--- START ---

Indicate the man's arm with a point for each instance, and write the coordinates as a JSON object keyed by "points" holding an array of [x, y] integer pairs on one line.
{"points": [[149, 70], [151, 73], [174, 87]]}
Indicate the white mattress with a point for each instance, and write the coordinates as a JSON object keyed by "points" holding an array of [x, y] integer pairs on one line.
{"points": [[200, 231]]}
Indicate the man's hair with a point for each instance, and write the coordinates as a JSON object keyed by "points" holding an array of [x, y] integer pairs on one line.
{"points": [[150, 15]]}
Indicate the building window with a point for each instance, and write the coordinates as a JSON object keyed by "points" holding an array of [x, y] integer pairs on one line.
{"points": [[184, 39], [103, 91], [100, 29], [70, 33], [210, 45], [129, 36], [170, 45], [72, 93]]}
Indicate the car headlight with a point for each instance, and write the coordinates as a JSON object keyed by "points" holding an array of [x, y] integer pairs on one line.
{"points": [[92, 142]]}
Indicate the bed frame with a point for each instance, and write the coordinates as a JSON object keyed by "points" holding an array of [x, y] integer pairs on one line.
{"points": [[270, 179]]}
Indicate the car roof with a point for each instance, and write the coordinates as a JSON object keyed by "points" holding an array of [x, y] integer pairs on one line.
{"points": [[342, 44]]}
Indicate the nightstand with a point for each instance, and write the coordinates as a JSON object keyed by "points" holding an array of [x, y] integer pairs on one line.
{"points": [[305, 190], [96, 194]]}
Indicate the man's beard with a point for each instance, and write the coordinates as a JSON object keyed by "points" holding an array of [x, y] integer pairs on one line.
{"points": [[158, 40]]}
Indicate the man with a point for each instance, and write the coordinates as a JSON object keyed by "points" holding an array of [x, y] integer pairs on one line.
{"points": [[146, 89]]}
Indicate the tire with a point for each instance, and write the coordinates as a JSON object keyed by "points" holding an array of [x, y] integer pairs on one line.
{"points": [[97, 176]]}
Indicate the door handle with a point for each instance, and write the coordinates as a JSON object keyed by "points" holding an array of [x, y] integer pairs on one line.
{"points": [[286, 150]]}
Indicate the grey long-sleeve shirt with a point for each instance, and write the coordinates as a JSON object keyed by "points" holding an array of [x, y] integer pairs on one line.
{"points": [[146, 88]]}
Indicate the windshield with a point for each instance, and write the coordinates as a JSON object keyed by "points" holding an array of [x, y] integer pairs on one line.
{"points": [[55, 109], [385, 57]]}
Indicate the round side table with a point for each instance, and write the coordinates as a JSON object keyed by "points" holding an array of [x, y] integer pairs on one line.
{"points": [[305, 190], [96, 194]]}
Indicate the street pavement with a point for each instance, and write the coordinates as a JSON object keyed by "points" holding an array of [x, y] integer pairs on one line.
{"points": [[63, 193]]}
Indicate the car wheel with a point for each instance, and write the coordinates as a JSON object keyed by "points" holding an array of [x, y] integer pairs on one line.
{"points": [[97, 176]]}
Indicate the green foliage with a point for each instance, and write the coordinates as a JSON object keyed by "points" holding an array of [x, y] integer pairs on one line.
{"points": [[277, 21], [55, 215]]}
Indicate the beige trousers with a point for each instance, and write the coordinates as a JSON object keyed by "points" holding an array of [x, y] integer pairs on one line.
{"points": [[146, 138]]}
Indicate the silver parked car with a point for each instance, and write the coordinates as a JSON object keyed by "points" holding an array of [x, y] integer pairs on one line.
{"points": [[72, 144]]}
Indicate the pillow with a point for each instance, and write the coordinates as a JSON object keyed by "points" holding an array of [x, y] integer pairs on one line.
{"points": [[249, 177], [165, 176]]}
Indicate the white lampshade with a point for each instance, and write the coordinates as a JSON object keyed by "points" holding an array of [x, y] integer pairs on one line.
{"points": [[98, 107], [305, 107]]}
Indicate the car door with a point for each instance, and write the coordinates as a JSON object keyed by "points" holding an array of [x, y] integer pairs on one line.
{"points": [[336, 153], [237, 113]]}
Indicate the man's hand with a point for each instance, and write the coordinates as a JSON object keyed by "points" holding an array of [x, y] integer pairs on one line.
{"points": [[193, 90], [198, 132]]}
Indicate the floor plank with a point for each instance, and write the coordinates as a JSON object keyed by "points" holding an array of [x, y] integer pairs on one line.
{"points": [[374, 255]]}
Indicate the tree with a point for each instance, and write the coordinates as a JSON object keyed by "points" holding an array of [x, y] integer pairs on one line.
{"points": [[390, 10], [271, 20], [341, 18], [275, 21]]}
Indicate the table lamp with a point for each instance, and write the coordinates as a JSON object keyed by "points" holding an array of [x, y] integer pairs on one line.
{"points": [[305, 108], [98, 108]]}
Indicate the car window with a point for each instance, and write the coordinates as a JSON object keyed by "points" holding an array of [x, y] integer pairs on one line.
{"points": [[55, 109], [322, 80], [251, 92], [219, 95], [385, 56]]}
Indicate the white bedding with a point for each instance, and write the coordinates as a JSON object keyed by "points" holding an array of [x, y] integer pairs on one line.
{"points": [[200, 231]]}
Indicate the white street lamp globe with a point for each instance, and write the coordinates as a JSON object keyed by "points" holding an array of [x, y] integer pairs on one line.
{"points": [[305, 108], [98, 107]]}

--- END ---

- **What you should do**
With nothing left out, output the whole listing exactly.

- **Final answer**
Indicate the man's arm with a point for each instance, and write the coordinates as a JSON object keyed by "points" holding an array of [x, y] integer pairs on one line.
{"points": [[149, 70], [151, 73], [174, 87]]}
Indicate the white mattress with a point for each instance, and write the coordinates as a JSON object keyed by "points" holding an array of [x, y] integer pairs on one line.
{"points": [[200, 231]]}
Indicate the man's hair with a point for each instance, and write the coordinates as a JSON object keyed by "points" holding an array of [x, y] integer pairs on one line.
{"points": [[150, 15]]}
Indicate the building window with a point for each instance, and write the coordinates as a JSON object keyed by "points" holding an array of [x, y] integer pairs on one line.
{"points": [[184, 39], [103, 91], [100, 29], [70, 33], [210, 45], [129, 36], [170, 45], [72, 93]]}
Indicate the car headlight with a point for each instance, and write the coordinates as a JSON object keyed by "points" holding an array of [x, y] integer pairs on one line.
{"points": [[92, 142]]}
Indicate the bed frame with a point for each instance, and write the coordinates as a JSON object keyed by "points" holding an array of [x, y] integer pairs on one line.
{"points": [[270, 179]]}
Indicate the car roof with a point for each instance, and write the coordinates as a JSON object keyed by "points" holding an array of [x, y] integer pairs on one line.
{"points": [[342, 44]]}
Indicate the nightstand with a point for each instance, and write the coordinates as a JSON object keyed by "points" holding an array of [x, y] integer pairs on one line.
{"points": [[305, 190], [96, 194]]}
Indicate the man's beard with a point for each instance, and write the coordinates as a JSON object keyed by "points" holding an array of [x, y] integer pairs on one line.
{"points": [[158, 40]]}
Indicate the man with a point for each instance, and write the coordinates as a JSON object keyed by "points" holding an array of [x, y] integer pairs on one line.
{"points": [[146, 89]]}
Indicate the tire with a point for each instance, and write the coordinates as a JSON object keyed by "points" holding an array of [x, y] integer pairs on one line.
{"points": [[97, 176]]}
Indicate the door handle with a point for each instance, and write the coordinates as a JSON object keyed by "points" holding an array of [x, y] integer pairs on one line.
{"points": [[286, 150]]}
Indicate the grey long-sleeve shirt with a point for each instance, and write the coordinates as a JSON object keyed by "points" holding an array of [x, y] integer pairs on one line.
{"points": [[146, 88]]}
Indicate the windshield with a point for each instance, and write the coordinates as a JSON object keyed by "points" holding an array of [x, y] integer pairs on one line.
{"points": [[55, 109], [385, 57]]}
Indicate the round side table with a point for each instance, and write the coordinates as a JSON object keyed by "points" holding an array of [x, y] integer pairs on one line.
{"points": [[305, 190], [96, 194]]}
Indicate the street pavement with a point for each instance, and write the coordinates as a JSON object keyed by "points" holding an array of [x, y] integer pairs on one line.
{"points": [[63, 193]]}
Indicate the car wheel with a point for each instance, and write the coordinates as a JSON object keyed by "points" holding an array of [x, y] integer pairs on one line.
{"points": [[97, 176]]}
Indicate the green foliage with a point for each instance, and write the coordinates as a JSON object keyed by "points" holding an array of [x, y] integer pairs on one line.
{"points": [[277, 21], [55, 215]]}
Indicate the beige trousers with a point for each instance, and write the coordinates as a JSON object keyed by "points" holding an array of [x, y] integer pairs on one line.
{"points": [[146, 138]]}
Indicate the silver parked car with a point for each instance, and write the coordinates as a JSON object keyed by "points" holding an array of [x, y] integer pairs on one line.
{"points": [[72, 144]]}
Indicate the pillow with a point for each instance, and write the coordinates as a JSON object keyed by "points" holding an array of [x, y] integer pairs on one line.
{"points": [[249, 177], [165, 176]]}
Indicate the white lampshade with a point for each instance, and write the coordinates as a JSON object keyed by "points" holding an array of [x, y] integer pairs on one line.
{"points": [[98, 107], [305, 107]]}
Indicate the car door with a point for each instance, and write the coordinates as a JSON object keyed by "points" holding an array of [x, y] integer pairs on one line.
{"points": [[336, 153], [237, 113]]}
Indicate the man's hand with a point for each instance, and write the coordinates as a JSON object keyed by "points" holding an array of [x, y] integer pairs on one line.
{"points": [[193, 90], [198, 132]]}
Indicate the floor plank with a point for each instance, and write the coordinates as a JSON object keyed by "points" holding an array of [x, y] integer pairs on one line.
{"points": [[374, 255]]}
Indicate the tree with a point for each instance, and write the coordinates as a JSON object keyed by "points" holding an array of [x, y] integer pairs on one line.
{"points": [[390, 10], [271, 20], [341, 18], [275, 21]]}
Indicate the table lamp with a point for each instance, and write the coordinates as a JSON object keyed by "points" holding an array of [x, y] integer pairs on one line.
{"points": [[305, 108], [98, 108]]}
Indicate the car window with a point for each instance, and write the coordinates as a JSON object keyed by "points" holding an array of [x, y] integer pairs on one line.
{"points": [[55, 109], [322, 80], [251, 92], [219, 95], [385, 56]]}
Indicate the white bedding with a point for each instance, and write the coordinates as a JSON object keyed by "points" holding an array of [x, y] integer pairs on one line.
{"points": [[200, 231]]}
Indicate the white street lamp globe with a point for each instance, and write the coordinates as a JSON object keyed by "points" holding an array of [x, y] integer pairs on one line.
{"points": [[305, 108], [98, 107]]}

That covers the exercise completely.